[Start of section]

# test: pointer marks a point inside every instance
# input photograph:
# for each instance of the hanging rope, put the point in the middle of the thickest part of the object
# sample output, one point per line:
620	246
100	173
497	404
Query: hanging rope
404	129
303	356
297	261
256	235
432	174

[End of section]

→ **EXERCISE DETAILS**
Restate the data above word for word.

→ **SOLVED EXERCISE**
# test: pointer marks a point inside every instance
# input photograph:
# for each instance of the hanging rope, put the point in the middle of the thickest part of the object
# sample output, one point per line:
620	246
100	173
497	404
Query: hanging rope
404	129
303	356
297	261
256	235
432	174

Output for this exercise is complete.